Aim of the task - Copy the material from the line with "Inventory request — confirm whether any frosted" up to and including the line with "[252,0,300,225]", switching "Inventory request" to "Stock check" and leaving everything else unchanged.

Stored records -
* Begin *
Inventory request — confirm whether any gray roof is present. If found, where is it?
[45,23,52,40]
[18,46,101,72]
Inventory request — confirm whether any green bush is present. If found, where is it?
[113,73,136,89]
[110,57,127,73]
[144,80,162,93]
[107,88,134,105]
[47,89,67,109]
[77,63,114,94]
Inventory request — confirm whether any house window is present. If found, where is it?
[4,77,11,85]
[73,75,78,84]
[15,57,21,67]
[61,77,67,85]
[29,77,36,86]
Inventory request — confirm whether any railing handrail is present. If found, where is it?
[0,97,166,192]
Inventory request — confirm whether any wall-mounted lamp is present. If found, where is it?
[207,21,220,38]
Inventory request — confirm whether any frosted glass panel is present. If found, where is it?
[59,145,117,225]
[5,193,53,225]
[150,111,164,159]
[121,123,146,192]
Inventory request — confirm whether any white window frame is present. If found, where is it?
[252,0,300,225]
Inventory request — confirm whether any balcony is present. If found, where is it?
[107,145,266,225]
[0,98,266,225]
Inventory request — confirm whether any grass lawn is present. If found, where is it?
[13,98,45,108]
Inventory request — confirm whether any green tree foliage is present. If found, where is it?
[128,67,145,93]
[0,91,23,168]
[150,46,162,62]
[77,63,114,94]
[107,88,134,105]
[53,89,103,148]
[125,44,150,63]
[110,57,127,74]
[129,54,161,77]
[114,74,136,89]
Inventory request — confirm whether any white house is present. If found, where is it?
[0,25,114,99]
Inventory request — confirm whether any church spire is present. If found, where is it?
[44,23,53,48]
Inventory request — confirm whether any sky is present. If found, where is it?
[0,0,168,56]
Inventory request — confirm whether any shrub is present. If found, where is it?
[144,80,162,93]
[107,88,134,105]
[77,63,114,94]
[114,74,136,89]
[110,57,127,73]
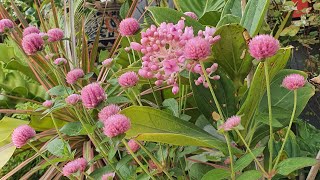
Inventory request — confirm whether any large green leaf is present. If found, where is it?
[212,24,252,86]
[276,157,318,176]
[121,106,241,152]
[237,48,291,135]
[240,0,270,37]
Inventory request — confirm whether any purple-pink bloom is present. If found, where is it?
[249,34,280,60]
[81,83,107,109]
[53,58,67,65]
[11,125,36,148]
[98,104,120,122]
[282,74,306,91]
[183,12,198,20]
[118,71,139,88]
[22,26,40,36]
[22,33,44,55]
[66,68,84,84]
[47,28,64,42]
[65,94,81,105]
[62,158,88,176]
[103,114,131,137]
[119,18,140,36]
[0,19,14,33]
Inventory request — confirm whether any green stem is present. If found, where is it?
[273,90,298,169]
[236,129,268,175]
[224,132,236,180]
[200,61,224,121]
[263,61,274,173]
[122,139,155,180]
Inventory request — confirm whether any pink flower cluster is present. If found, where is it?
[131,20,220,94]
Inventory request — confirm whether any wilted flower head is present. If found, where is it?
[249,34,280,60]
[119,18,140,36]
[53,58,67,65]
[62,158,88,176]
[22,26,40,36]
[66,68,84,84]
[118,71,139,88]
[81,83,107,109]
[65,94,81,105]
[47,28,64,42]
[282,74,306,91]
[183,12,198,20]
[0,19,14,33]
[219,116,241,131]
[98,104,120,122]
[103,114,131,137]
[22,33,44,55]
[11,125,36,148]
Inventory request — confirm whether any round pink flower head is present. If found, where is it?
[249,34,280,60]
[53,58,67,66]
[42,100,53,108]
[128,139,140,152]
[98,104,120,122]
[0,19,14,33]
[22,26,40,36]
[22,33,44,55]
[183,12,198,20]
[11,125,36,148]
[66,69,84,84]
[65,94,81,105]
[282,74,306,91]
[103,114,131,137]
[219,116,241,131]
[118,71,139,88]
[62,158,88,176]
[47,28,64,42]
[101,172,115,180]
[119,18,140,36]
[184,37,211,60]
[81,83,107,109]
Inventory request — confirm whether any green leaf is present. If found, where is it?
[201,169,231,180]
[148,7,204,34]
[121,106,240,152]
[276,157,318,176]
[212,24,252,86]
[237,170,262,180]
[240,0,270,37]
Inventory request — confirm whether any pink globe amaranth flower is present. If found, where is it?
[81,83,107,109]
[22,26,40,36]
[118,71,139,88]
[101,172,116,180]
[128,139,140,152]
[249,34,280,60]
[53,58,67,66]
[219,116,241,131]
[11,125,36,148]
[42,100,53,108]
[184,37,211,60]
[103,114,131,137]
[22,33,44,55]
[183,12,198,20]
[47,28,64,42]
[0,19,14,33]
[65,94,81,105]
[282,74,306,91]
[66,68,84,84]
[62,158,88,176]
[119,18,140,36]
[98,104,121,122]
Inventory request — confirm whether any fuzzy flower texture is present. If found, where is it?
[11,125,36,148]
[131,20,220,94]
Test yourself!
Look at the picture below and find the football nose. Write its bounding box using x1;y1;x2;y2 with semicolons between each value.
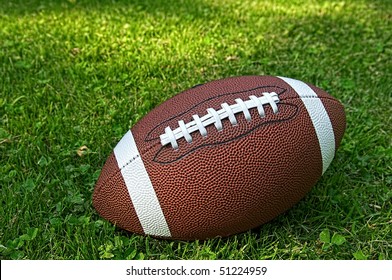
93;153;143;234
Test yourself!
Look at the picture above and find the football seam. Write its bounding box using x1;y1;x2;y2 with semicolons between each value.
144;85;287;142
94;96;341;192
139;94;341;154
144;94;340;144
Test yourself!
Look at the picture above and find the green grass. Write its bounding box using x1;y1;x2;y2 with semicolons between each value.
0;0;392;259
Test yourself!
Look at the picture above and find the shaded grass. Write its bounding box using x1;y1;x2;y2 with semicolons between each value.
0;0;392;259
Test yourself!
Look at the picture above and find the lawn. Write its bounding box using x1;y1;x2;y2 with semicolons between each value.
0;0;392;259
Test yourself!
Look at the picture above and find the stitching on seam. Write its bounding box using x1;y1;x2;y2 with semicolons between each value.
120;155;140;171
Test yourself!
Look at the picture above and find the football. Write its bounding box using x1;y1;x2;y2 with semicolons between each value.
93;76;346;240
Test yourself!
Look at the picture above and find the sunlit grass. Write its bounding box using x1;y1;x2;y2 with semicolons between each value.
0;0;392;259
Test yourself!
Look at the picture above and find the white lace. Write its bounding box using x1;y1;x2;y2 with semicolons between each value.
160;92;279;149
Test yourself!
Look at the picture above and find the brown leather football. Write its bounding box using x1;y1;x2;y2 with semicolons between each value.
93;76;346;240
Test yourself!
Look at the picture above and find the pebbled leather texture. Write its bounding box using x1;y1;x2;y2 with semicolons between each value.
94;76;345;240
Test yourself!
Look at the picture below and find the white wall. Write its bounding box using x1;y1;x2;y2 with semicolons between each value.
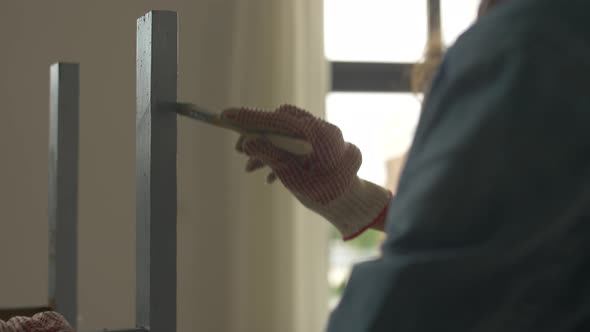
0;0;325;332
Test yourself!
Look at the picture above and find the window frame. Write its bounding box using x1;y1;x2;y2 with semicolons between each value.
328;0;441;93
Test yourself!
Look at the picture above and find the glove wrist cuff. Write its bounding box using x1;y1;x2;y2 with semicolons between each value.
298;177;392;241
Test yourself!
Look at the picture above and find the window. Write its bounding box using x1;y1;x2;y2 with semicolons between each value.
324;0;479;307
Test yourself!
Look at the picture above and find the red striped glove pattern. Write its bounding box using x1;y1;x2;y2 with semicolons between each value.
222;105;391;240
0;311;74;332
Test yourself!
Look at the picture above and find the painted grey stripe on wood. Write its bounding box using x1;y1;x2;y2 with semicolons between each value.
136;11;177;332
48;63;80;327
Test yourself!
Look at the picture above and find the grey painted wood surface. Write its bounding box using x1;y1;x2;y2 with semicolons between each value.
49;63;80;327
136;11;177;332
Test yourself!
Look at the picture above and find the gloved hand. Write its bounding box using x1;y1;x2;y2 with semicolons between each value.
0;311;74;332
222;105;392;240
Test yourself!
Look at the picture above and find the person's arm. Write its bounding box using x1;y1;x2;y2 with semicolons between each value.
328;18;590;332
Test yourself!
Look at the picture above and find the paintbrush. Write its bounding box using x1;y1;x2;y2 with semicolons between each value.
167;103;313;155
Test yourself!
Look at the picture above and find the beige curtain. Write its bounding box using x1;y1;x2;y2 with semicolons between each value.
0;0;328;332
225;0;328;332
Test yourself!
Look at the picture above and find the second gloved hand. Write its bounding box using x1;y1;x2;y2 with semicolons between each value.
222;105;391;240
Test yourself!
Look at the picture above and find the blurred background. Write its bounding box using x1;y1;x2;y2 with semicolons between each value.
0;0;478;332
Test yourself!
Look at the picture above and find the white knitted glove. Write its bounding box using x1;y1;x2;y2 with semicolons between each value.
0;311;74;332
222;105;391;240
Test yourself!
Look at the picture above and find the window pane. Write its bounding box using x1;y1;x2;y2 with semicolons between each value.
326;93;420;186
324;0;430;62
440;0;480;46
326;93;421;308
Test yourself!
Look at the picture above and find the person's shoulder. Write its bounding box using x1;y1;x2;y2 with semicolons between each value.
446;0;590;71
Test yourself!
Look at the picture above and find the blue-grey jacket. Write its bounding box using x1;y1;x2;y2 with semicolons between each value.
328;0;590;332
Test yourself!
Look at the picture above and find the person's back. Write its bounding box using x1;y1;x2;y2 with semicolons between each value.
328;0;590;332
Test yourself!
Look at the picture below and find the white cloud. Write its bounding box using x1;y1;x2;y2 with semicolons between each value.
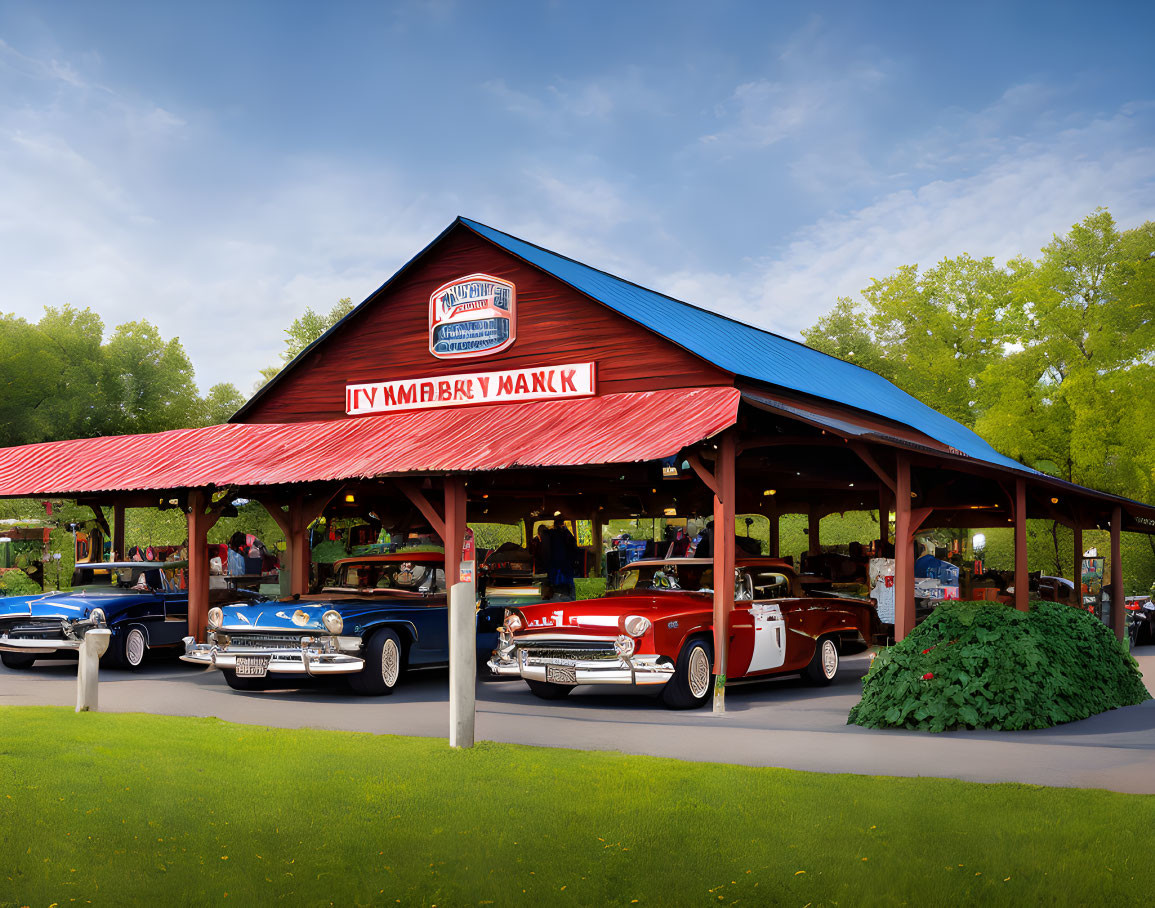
* End *
Right answer -
Stock check — confirm whether any frosted glass panel is present. If found, where is it?
[59,145,117,225]
[5,193,53,225]
[150,111,164,159]
[121,123,146,192]
Stock check — confirm whether any white window frame is present. If found, where is it?
[252,0,300,225]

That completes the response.